▸ **DATA SECTION**:
:::::
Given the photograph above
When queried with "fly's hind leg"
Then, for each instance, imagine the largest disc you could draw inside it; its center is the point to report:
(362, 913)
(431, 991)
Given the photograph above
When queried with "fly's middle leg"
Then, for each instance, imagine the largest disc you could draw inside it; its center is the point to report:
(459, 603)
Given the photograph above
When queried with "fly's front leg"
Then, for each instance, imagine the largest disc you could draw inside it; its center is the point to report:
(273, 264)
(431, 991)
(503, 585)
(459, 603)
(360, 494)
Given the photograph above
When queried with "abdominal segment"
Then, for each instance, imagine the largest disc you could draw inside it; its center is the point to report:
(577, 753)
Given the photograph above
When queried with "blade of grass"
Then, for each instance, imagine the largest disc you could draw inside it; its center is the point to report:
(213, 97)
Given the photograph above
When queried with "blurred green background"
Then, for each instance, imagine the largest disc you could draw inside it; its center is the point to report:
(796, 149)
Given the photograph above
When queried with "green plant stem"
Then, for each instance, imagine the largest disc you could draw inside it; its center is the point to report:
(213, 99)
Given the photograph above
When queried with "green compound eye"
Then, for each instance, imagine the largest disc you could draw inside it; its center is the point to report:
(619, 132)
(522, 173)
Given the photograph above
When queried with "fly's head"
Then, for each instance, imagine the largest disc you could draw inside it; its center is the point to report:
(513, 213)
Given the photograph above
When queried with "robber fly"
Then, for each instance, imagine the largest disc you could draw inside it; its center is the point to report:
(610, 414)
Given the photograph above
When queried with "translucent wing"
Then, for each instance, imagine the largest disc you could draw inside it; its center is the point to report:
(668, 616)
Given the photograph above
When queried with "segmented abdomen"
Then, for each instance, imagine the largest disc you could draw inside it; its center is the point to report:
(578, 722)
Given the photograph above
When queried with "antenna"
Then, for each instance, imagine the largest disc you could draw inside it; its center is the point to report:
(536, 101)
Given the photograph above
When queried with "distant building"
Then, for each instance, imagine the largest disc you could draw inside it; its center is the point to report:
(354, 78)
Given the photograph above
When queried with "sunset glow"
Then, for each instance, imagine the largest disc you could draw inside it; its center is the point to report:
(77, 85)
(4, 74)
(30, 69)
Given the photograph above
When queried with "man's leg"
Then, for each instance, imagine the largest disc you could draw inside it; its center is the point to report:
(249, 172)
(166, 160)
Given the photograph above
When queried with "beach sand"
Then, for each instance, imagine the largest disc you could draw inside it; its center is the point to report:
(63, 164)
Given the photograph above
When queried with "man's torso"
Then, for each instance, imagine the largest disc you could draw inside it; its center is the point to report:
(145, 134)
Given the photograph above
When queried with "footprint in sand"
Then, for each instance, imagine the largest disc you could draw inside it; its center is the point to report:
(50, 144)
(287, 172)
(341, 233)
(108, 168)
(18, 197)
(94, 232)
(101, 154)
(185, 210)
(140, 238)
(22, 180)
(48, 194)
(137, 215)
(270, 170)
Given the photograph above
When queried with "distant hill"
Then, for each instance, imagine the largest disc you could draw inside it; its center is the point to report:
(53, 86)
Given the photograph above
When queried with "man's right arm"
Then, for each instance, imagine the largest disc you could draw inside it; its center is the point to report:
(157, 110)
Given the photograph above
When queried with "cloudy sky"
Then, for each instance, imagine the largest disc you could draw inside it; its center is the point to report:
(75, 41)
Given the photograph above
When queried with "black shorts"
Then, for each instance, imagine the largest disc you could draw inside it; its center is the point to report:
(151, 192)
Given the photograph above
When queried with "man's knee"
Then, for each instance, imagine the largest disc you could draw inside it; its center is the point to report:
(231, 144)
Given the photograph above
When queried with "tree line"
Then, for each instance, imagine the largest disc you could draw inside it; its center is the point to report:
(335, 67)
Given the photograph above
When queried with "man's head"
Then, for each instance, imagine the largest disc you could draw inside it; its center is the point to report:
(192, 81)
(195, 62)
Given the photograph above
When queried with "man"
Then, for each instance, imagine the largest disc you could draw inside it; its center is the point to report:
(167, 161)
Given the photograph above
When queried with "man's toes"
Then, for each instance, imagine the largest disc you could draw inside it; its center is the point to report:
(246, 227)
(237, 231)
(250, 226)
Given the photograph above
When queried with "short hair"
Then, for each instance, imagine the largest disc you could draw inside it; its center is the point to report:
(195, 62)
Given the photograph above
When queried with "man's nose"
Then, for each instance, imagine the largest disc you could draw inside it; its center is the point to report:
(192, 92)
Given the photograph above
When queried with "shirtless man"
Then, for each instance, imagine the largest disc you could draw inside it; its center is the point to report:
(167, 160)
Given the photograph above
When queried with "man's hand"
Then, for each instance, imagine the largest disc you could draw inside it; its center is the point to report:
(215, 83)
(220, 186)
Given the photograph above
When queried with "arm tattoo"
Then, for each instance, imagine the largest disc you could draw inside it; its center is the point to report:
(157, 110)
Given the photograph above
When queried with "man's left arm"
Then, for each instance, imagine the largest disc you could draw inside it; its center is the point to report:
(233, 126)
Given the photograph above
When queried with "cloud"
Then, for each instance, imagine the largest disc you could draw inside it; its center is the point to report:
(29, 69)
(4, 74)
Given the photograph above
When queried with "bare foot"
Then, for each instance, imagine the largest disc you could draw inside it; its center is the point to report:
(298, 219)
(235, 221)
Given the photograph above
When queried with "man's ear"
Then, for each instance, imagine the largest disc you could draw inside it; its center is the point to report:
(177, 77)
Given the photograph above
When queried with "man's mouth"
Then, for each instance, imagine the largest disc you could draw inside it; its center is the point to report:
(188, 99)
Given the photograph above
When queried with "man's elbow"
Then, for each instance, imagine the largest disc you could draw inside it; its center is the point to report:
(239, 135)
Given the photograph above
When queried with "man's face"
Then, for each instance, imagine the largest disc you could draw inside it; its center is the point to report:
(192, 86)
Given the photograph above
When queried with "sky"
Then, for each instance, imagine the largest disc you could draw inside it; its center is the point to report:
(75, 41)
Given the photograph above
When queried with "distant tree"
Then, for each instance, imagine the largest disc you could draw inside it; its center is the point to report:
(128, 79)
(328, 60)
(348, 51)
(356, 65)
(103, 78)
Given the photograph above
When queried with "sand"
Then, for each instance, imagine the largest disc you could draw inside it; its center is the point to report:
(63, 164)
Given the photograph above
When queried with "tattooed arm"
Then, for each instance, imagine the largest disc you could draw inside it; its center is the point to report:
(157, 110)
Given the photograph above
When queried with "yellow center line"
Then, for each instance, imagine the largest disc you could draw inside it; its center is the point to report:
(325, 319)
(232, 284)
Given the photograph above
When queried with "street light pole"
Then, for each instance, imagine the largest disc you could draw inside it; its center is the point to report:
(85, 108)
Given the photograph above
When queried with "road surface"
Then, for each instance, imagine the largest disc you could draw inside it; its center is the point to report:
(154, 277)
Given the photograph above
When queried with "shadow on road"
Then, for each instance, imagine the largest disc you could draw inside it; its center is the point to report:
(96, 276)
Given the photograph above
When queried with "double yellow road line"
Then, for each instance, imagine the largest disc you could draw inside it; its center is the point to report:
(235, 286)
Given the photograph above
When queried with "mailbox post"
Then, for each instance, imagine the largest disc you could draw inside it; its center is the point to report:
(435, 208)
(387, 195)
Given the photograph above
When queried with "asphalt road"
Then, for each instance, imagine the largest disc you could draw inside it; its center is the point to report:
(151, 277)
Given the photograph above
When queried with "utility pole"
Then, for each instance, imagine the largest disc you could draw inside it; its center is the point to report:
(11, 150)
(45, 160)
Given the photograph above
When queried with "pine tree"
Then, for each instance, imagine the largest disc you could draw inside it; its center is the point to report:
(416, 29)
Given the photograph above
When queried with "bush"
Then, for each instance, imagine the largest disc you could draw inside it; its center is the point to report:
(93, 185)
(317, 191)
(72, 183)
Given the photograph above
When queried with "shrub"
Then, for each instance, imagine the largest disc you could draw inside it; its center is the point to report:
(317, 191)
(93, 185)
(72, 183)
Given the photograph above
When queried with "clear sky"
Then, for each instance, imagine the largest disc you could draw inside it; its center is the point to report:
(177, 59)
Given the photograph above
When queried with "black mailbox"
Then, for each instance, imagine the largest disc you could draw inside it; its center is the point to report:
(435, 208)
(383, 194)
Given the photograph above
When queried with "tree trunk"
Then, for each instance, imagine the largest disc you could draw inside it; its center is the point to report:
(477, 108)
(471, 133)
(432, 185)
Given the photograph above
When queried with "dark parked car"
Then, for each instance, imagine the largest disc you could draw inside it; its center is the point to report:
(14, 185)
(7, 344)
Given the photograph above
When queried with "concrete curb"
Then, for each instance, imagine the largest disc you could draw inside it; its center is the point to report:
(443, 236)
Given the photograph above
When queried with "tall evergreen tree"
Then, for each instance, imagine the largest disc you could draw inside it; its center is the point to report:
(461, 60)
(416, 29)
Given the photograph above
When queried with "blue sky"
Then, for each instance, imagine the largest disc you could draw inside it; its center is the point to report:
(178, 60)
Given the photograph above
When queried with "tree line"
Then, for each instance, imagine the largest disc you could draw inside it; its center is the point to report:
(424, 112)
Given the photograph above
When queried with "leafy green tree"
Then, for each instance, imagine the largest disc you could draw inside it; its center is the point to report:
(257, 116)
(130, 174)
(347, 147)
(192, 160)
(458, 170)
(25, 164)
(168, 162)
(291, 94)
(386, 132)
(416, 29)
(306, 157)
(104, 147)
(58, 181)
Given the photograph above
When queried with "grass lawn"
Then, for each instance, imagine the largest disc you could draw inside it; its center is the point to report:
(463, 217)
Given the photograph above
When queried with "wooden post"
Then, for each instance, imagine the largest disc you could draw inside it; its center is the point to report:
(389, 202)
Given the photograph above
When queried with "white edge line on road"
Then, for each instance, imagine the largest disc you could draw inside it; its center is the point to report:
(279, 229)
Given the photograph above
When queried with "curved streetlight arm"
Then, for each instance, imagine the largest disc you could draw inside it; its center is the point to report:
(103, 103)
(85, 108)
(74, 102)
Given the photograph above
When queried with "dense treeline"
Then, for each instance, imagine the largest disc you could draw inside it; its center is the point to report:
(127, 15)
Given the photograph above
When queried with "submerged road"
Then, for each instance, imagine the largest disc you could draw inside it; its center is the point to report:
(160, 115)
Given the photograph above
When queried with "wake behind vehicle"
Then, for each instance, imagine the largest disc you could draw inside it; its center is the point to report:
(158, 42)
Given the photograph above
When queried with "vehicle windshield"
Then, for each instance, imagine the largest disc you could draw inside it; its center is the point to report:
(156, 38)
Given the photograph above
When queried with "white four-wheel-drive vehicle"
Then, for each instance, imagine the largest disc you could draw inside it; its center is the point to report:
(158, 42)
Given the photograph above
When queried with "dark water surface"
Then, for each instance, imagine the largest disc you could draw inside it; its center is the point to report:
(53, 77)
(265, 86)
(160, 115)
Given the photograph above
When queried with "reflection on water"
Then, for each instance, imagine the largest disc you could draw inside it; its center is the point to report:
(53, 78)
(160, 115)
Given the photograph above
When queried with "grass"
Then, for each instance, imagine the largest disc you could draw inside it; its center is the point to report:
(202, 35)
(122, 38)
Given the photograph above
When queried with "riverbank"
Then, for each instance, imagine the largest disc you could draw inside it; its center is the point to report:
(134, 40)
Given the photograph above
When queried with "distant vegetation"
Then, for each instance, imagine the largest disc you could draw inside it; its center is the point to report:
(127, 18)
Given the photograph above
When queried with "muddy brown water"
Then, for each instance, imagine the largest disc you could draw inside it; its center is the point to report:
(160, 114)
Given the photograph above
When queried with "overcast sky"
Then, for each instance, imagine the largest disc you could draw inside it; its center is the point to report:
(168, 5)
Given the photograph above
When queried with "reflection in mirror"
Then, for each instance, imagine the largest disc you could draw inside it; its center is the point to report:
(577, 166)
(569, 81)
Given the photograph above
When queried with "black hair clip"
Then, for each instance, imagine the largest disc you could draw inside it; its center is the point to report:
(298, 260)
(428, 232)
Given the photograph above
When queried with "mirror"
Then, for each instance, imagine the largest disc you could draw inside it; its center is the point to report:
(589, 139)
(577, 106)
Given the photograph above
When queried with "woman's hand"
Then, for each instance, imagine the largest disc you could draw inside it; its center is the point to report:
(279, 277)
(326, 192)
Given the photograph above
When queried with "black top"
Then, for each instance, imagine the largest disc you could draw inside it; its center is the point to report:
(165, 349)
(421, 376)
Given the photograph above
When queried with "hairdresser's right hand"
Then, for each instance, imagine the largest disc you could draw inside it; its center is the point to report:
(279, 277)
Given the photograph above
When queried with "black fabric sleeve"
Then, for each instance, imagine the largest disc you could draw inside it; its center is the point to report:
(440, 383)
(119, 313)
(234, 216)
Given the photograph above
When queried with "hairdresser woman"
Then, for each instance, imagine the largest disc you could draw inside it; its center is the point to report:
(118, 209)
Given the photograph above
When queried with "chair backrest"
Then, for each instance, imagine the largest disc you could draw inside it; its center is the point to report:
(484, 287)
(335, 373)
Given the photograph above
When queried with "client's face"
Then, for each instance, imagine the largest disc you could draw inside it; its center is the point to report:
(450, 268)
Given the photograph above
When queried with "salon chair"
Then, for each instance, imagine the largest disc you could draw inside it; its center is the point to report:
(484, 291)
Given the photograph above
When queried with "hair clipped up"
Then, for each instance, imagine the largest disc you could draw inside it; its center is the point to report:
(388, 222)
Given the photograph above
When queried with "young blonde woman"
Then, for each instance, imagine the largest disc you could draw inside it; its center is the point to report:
:::::
▸ **TASK STATEMENT**:
When the string "hand" appears in a line of the records above, that line is to be copied.

▸ **EXPECTED ANSWER**:
When queried with "man's hand"
When queried with "woman's hand"
When queried with "hairdresser's right hand"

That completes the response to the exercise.